● Passage
-*-*-

Deckers Brands saw revenues increase by 15.8 percent to $721.9 million in its second quarter ended Sept. 30, led by the continued strong performance of its Hoka brand, but delays in deliveries capped top line growth at Ugg. On a constant-currency basis, revenues increased by 14.8 percent, but net earnings inched up by just one percent to $102.0 million.
Hoka’s revenues increased by 47.0 percent to $210.4 million, topping the $200 million mark for the second consecutive quarter. The brand recently opened pop-up retail stores in New York and Los Angeles as well as its first owned and operated stores in China. Deckers said a retail strategy for Hoka is in its infancy, indicating that it plans to open additional stores in China and to begin exploring longer-term opportunities in North America and Europe. A more complete apparel line is under development.
Most of the brand’s growth in the direct-to-consumer channel has come from the 18-to-34-year age group, which has been the main target of Hoka’s digital marketing efforts. In EMEA, the largest market for the brand outside the U.S., sales have been particularly strong in the U.K. and Germany.

-*-*-

● Listed entries
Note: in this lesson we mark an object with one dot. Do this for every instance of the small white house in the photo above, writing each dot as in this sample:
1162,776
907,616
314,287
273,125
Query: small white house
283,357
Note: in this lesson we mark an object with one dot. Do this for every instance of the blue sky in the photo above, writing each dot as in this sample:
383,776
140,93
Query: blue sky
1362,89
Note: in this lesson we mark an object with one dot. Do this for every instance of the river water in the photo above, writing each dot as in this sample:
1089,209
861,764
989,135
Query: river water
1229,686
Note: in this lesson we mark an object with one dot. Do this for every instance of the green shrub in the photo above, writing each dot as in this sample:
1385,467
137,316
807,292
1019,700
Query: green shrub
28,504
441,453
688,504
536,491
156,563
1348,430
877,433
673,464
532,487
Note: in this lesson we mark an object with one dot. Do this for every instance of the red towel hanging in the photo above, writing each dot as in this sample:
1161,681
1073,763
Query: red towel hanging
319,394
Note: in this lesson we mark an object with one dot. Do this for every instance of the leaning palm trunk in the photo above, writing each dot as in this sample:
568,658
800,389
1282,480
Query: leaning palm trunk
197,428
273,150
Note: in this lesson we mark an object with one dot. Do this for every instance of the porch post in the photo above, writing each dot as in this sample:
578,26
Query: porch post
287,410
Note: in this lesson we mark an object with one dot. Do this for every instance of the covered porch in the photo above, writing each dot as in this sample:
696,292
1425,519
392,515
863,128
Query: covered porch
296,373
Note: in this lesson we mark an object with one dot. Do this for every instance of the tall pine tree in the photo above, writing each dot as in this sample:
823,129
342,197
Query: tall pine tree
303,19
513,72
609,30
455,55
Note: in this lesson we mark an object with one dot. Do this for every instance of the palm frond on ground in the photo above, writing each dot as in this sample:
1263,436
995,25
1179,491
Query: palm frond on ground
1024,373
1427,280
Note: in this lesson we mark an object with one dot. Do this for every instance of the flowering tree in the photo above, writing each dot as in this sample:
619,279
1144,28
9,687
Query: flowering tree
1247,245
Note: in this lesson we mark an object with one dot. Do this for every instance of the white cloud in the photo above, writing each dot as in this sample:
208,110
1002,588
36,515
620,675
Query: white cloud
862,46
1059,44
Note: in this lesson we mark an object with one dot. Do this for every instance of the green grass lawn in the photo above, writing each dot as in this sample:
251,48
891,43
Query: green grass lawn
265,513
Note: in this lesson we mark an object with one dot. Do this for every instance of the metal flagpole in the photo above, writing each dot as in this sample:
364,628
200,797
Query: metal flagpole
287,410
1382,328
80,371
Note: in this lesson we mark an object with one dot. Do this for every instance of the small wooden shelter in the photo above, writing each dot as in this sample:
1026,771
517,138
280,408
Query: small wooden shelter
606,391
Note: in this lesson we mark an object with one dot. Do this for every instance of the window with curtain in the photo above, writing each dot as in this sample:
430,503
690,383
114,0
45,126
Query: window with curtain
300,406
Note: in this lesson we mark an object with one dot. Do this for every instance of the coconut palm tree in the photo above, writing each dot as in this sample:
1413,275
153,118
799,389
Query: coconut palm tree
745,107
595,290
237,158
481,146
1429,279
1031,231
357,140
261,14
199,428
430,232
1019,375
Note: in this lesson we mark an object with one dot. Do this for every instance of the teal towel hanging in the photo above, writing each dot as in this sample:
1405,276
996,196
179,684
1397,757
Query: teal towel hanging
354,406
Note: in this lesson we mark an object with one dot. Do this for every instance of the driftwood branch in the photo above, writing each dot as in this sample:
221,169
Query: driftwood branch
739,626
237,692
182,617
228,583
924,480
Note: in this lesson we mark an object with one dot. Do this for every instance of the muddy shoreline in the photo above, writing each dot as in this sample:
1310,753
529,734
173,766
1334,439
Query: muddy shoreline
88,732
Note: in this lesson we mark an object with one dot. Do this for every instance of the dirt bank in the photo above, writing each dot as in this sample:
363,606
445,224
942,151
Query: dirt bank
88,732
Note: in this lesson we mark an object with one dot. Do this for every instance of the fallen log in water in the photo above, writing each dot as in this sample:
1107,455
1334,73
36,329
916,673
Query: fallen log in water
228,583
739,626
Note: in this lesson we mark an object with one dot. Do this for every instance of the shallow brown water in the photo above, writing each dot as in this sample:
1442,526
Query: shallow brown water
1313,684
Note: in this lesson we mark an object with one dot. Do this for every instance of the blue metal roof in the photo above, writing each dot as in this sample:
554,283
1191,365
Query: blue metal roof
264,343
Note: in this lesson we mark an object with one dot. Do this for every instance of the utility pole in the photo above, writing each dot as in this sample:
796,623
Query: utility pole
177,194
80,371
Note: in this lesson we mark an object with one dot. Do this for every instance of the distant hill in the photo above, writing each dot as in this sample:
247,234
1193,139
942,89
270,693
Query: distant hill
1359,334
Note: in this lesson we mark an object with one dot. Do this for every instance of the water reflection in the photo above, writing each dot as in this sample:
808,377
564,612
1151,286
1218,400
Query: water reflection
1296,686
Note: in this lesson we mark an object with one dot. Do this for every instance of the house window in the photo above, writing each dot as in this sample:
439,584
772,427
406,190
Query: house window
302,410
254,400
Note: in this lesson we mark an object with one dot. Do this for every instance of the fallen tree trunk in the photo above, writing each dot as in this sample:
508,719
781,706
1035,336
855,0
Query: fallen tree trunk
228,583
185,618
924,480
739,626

-*-*-

Repeat the part of the passage on Deckers Brands' second quarter that opens with the words containing "Hoka’s revenues increased" and closes with "U.K. and Germany.", copying it exactly.

● Output of the exercise
Hoka’s revenues increased by 47.0 percent to $210.4 million, topping the $200 million mark for the second consecutive quarter. The brand recently opened pop-up retail stores in New York and Los Angeles as well as its first owned and operated stores in China. Deckers said a retail strategy for Hoka is in its infancy, indicating that it plans to open additional stores in China and to begin exploring longer-term opportunities in North America and Europe. A more complete apparel line is under development.
Most of the brand’s growth in the direct-to-consumer channel has come from the 18-to-34-year age group, which has been the main target of Hoka’s digital marketing efforts. In EMEA, the largest market for the brand outside the U.S., sales have been particularly strong in the U.K. and Germany.